Please quote each of the following records word for word, keeping every line as it appears.

— BEGIN Supplied information —

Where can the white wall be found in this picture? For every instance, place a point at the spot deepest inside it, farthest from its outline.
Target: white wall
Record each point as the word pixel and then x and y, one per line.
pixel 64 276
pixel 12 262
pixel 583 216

— END Supplied information —

Reply to the exercise>
Where can the white wall be found in this picture? For every instance, place a point at the spot deepest inside it, farthest from its outline.
Target: white wall
Record each point as the word pixel and then x and y, one per line.
pixel 64 276
pixel 12 262
pixel 583 216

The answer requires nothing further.